* Exercise A
In the forum thread, for what minor misdemeanour was the 18-month-old son put in the naughty corner?
* Exercise B
Switch "hoodie" to "jacket" in the forum thread, and write out the passage that begins at the words "nurseyemma · 25/09/2007 21:10" and stops after "more serious stuff?!".

* Source text
↓↓↓

My feed
Premium

Please
or
to access all these features

AIBU?

To think a naughty corner for an 18 month old is a liitle on the harsh side?

65 replies

nurseyemma · 25/09/2007 21:10

My BF from Uni came to stay with us for the We with her DH and !* month old son. She's into GF and discilpline and I suppose I can be a bit "lax" at times but my dd is only 1!

Her 18 month old ds was regularly put in the naughty corner for minor misdemeanours such as not putting his hoodie on!!!?!

Is she right? Is my dd going to have conduct disorder cos I prefer to "choose my battles" for what I consider more serious stuff?!

OP posts:
Report
Tutter · 25/09/2007 21:11

how feckin ridiculous

"for not putting his hoodie on"

Report
nurseyemma · 25/09/2007 21:14

A deep dark part of me thinks she's being neurotic control freak who has to have the most "perfect" child.

↑↑↑

* Stored rows
↓↓↓

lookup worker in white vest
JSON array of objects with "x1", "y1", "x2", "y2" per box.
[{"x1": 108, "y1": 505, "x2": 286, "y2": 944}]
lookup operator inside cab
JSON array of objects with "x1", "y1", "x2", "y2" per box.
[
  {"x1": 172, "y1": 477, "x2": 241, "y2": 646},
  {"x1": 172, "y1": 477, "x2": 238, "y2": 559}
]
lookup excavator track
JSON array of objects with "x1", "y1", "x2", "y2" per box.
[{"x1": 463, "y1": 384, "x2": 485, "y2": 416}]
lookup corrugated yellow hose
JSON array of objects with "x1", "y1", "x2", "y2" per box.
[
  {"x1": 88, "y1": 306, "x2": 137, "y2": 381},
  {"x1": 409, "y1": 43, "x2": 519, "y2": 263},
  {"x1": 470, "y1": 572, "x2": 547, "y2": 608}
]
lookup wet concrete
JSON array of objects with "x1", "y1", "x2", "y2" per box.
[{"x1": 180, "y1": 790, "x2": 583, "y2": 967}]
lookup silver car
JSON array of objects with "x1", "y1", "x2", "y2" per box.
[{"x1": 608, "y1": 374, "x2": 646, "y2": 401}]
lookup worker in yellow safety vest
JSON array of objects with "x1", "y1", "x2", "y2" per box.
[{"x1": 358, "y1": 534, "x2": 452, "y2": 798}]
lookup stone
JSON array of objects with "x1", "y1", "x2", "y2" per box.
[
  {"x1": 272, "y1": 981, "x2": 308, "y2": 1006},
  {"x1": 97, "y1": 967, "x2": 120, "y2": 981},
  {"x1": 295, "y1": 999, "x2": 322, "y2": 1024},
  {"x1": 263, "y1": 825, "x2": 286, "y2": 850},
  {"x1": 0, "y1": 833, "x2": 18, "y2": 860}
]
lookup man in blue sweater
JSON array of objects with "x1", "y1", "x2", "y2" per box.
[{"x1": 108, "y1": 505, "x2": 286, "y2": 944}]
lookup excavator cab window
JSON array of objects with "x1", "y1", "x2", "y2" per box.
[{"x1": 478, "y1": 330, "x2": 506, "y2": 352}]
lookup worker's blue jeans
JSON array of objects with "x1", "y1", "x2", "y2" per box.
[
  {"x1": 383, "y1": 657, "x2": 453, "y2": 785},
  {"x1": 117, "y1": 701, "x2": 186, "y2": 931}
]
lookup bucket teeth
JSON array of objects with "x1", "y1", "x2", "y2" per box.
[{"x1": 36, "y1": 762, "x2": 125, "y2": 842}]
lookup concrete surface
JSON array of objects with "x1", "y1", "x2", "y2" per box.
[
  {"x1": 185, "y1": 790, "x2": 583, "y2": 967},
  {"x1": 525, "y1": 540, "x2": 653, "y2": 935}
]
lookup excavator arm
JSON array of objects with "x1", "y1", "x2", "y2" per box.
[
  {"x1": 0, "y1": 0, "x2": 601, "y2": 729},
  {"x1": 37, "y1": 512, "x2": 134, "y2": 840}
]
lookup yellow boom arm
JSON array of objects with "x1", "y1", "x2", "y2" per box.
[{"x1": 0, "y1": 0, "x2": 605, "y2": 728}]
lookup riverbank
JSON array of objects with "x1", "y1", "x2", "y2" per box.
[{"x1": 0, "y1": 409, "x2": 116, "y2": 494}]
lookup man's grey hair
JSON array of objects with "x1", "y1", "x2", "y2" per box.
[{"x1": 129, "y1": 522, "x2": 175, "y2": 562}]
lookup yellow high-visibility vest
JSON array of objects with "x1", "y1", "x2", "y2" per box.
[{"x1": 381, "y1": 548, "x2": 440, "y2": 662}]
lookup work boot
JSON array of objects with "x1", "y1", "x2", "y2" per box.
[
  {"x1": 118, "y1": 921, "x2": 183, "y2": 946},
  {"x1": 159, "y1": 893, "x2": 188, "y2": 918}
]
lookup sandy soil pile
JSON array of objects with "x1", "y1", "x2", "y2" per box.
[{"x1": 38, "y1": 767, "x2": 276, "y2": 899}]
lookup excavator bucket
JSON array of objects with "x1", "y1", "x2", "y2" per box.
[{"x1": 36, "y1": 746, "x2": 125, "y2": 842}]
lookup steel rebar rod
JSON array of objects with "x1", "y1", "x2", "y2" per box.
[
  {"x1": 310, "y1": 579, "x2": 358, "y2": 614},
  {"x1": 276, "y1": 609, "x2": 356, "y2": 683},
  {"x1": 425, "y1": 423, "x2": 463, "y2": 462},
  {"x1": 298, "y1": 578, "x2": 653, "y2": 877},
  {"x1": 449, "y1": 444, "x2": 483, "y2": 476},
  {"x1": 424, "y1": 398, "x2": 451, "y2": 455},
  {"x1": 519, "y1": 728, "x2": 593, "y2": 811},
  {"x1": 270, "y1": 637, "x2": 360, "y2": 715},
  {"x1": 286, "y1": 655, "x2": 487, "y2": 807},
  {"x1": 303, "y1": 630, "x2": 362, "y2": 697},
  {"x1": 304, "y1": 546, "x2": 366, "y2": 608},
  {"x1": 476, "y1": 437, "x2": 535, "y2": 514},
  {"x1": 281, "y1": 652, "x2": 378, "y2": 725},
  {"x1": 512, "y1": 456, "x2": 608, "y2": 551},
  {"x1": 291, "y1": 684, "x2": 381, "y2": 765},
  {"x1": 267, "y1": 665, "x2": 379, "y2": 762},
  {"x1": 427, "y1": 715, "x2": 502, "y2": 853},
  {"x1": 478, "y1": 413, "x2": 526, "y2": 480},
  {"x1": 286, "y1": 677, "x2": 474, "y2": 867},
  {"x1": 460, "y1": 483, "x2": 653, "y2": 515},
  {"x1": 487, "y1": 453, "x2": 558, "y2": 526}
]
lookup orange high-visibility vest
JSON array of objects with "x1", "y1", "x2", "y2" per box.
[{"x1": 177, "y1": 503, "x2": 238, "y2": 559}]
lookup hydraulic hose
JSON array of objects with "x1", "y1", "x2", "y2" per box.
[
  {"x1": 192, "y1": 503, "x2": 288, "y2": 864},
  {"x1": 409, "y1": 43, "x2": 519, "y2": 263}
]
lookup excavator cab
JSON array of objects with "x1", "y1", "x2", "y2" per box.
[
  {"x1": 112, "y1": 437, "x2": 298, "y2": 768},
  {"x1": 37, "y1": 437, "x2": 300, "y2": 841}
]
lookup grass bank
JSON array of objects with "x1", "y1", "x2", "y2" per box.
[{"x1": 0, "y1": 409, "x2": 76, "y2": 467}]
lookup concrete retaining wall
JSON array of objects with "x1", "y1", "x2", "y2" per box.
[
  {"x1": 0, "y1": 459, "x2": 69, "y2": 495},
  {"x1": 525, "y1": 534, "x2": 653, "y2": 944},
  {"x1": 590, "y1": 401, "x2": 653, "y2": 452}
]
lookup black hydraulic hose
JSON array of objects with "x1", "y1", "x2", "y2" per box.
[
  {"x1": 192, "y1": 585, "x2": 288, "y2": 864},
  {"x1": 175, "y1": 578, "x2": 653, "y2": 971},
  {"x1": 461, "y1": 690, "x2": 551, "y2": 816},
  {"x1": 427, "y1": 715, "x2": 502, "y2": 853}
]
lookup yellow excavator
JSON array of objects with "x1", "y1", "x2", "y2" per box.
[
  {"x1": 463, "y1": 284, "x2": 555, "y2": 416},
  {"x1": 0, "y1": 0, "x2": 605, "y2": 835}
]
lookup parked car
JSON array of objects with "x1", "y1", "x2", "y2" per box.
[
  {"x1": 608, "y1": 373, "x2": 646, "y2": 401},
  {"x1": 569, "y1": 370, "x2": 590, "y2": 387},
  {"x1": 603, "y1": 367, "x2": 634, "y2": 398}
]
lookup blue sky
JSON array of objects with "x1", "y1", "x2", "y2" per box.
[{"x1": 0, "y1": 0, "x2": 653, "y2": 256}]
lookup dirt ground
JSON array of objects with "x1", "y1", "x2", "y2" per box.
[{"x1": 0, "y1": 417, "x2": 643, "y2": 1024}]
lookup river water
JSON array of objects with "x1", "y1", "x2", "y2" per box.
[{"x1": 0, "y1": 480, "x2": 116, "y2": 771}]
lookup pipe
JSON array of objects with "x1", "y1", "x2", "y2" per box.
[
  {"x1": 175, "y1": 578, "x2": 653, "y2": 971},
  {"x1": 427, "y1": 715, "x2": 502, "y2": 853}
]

↑↑↑

* Complete output A
Not putting his hoodie on.

* Complete output B
nurseyemma · 25/09/2007 21:10

My BF from Uni came to stay with us for the We with her DH and !* month old son. She's into GF and discilpline and I suppose I can be a bit "lax" at times but my dd is only 1!

Her 18 month old ds was regularly put in the naughty corner for minor misdemeanours such as not putting his jacket on!!!?!

Is she right? Is my dd going to have conduct disorder cos I prefer to "choose my battles" for what I consider more serious stuff?!